▶ [SUPPLIED MATERIAL]

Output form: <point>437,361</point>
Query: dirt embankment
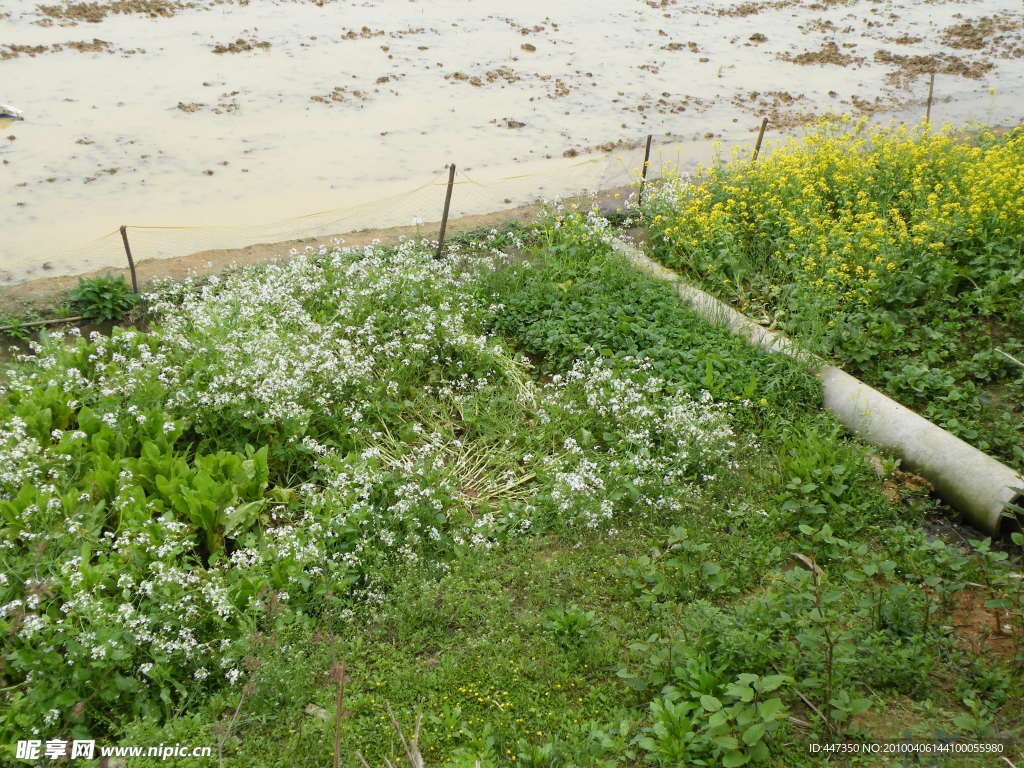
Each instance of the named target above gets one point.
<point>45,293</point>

---

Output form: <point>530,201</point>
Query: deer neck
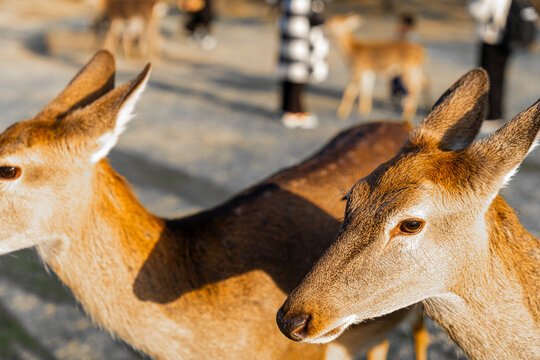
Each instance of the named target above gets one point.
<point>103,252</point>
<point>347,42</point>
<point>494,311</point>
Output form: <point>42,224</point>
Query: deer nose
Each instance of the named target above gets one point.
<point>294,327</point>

▶ [WHAT NEEDS TO BE DONE] Filter the records above down to the lines containing "form".

▶ [WRITTEN RESPONSE]
Output form: <point>437,361</point>
Output form: <point>530,201</point>
Output form: <point>42,224</point>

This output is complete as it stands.